### [TRY IT]
Omitting all images, output the entries that follow exactly as written.

### [Data records]

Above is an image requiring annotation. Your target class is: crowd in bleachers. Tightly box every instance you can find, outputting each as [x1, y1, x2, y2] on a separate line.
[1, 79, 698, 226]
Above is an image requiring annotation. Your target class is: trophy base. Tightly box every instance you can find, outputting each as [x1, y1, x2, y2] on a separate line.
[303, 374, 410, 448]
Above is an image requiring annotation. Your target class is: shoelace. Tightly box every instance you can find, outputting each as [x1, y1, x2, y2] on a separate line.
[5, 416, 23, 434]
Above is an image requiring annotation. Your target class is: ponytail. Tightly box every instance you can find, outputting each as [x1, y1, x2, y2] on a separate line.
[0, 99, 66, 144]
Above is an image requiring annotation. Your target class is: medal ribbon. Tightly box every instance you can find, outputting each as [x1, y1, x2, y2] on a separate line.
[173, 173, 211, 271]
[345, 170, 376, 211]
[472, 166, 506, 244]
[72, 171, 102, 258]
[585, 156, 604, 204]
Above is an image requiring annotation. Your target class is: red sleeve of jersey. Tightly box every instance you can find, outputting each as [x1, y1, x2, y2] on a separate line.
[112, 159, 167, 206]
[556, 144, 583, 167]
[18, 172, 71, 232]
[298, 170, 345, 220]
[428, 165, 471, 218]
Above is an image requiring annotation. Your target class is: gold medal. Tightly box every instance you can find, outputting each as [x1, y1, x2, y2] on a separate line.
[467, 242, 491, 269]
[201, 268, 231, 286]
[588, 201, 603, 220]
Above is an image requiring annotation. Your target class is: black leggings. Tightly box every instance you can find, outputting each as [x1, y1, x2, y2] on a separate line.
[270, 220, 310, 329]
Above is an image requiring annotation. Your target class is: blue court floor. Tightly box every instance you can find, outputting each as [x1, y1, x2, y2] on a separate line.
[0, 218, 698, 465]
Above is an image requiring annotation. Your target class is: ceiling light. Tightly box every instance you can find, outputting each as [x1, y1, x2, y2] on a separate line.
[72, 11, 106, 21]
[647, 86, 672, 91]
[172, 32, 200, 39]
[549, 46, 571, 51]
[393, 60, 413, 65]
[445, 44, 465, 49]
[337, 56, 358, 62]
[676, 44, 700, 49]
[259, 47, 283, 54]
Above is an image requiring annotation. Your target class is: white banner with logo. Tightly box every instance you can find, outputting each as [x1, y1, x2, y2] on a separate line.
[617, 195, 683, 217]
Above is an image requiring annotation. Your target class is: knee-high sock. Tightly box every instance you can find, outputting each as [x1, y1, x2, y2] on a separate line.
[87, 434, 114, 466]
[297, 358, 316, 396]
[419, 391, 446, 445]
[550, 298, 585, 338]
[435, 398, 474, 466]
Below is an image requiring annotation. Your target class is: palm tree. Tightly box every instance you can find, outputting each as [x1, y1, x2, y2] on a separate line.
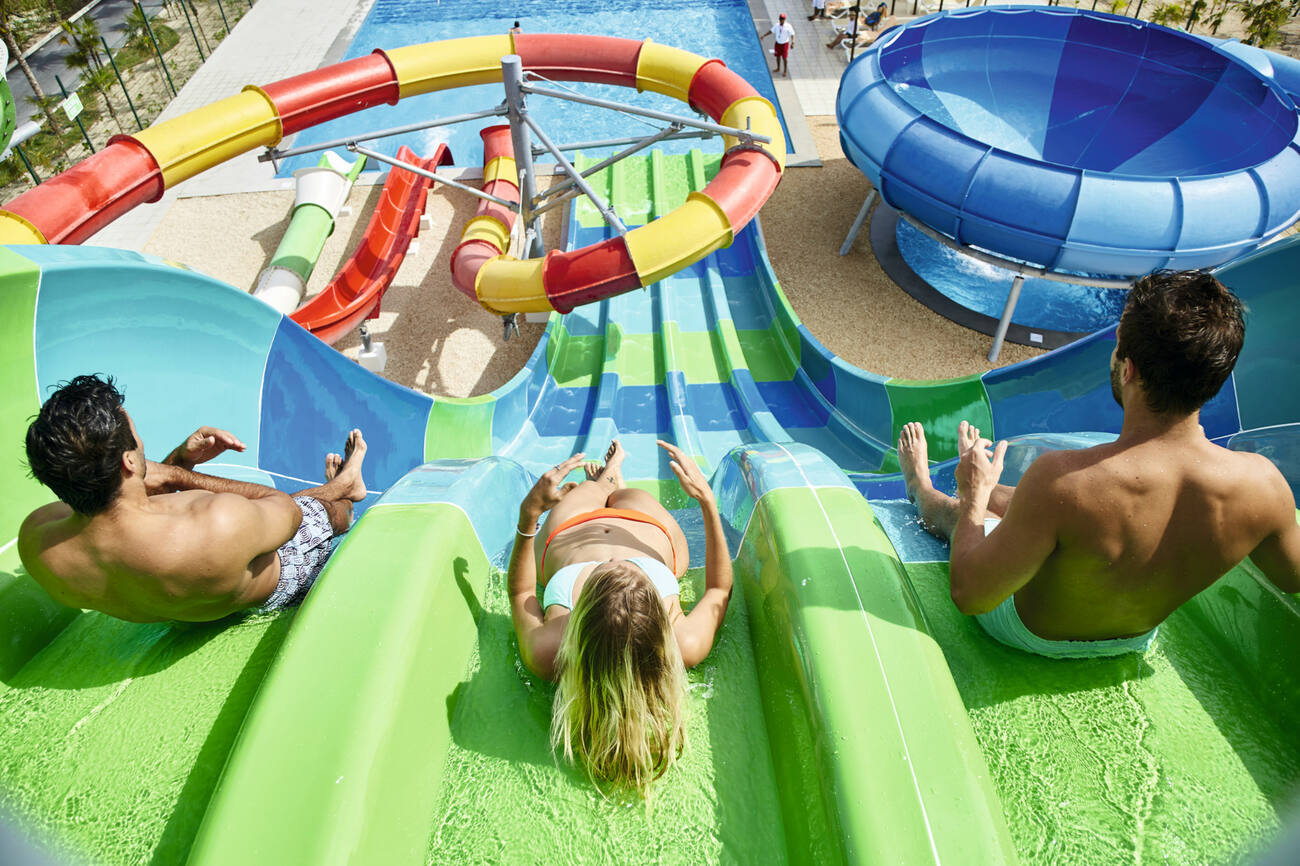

### [COMPLETED TASK]
Above is an image requiring annotation. Your target class is: crowd in bleachers. Tightly box every instance you can find, outputting each as [x1, y1, x2, y2] on a separate line.
[1, 79, 698, 226]
Above is an image requiring annotation. Your target class is: trophy base. Tightly box every instance you can find, outputting each as [x1, y1, x2, y2] on a separate line.
[303, 374, 410, 448]
Above is an image requiring annotation. Your target class is: shoelace. Tightly box every instance you can find, outputting each as [x1, y1, x2, y2] on a separate line.
[5, 416, 23, 434]
Above is an image requiring annotation. Your target class is: ponytail. Tightly box every instance you can find, outputting each as [x1, y1, x2, y2] on a separate line.
[0, 99, 66, 144]
Above is an image requiring annotation. Your target class is: medal ribbon. Tightly box every instance you can find, outputting each as [x1, y1, x2, y2] on a separate line.
[173, 173, 211, 271]
[345, 170, 376, 211]
[472, 166, 506, 244]
[72, 171, 102, 258]
[585, 156, 604, 204]
Above is an image requiring annotation. Your target class is: red sleeve of jersey. Tightly box every instance you can find, outputting each as [x1, y1, x2, y2] on a separate line.
[112, 159, 167, 206]
[556, 144, 583, 167]
[18, 172, 71, 232]
[298, 170, 345, 220]
[428, 165, 471, 218]
Above is an image requiring annotation. Your target class is: gold medal. Tightly box every instance you can find, outputting each as [x1, y1, x2, y2] on a separate line.
[467, 242, 491, 269]
[201, 268, 231, 286]
[588, 201, 603, 220]
Above is an image requiring annotation. Your target class is: black leggings. Tightly box every instance you can find, outputting each as [x1, y1, x2, y2] on a separate line.
[270, 220, 310, 329]
Above is an image requiring annotation. Your target class is: blue court floor. Tightly box every instance you can find, outputting each as [x1, y1, x2, y2] on a separate line.
[0, 218, 698, 465]
Above is an image requiring annotation. Your target class is: ceiling light. Tightly box every instance you can find, outputting each as [x1, y1, x2, y2] on a separate line.
[72, 11, 106, 21]
[647, 86, 672, 91]
[172, 32, 200, 39]
[549, 46, 571, 51]
[393, 60, 413, 65]
[445, 44, 465, 49]
[337, 56, 358, 62]
[676, 44, 700, 49]
[259, 47, 283, 54]
Above is an image requiring annotation. Your target class is: white banner with logo. Tightly box every instance you can find, outputting each as [x1, y1, x2, y2] on a separate line.
[617, 195, 683, 217]
Above is an image requiring annotation. Your target class is: knee-high sock. Tightly box every instance you can find, outputting each as [x1, y1, x2, y2] on a separate line.
[87, 434, 114, 466]
[297, 358, 316, 396]
[419, 391, 446, 445]
[550, 298, 585, 338]
[435, 398, 474, 466]
Below is an image requiring annotation. Your target class is: palm tree. Tightly box every instance you can find, outputting each as [x1, y1, x2, y2] on a separate line.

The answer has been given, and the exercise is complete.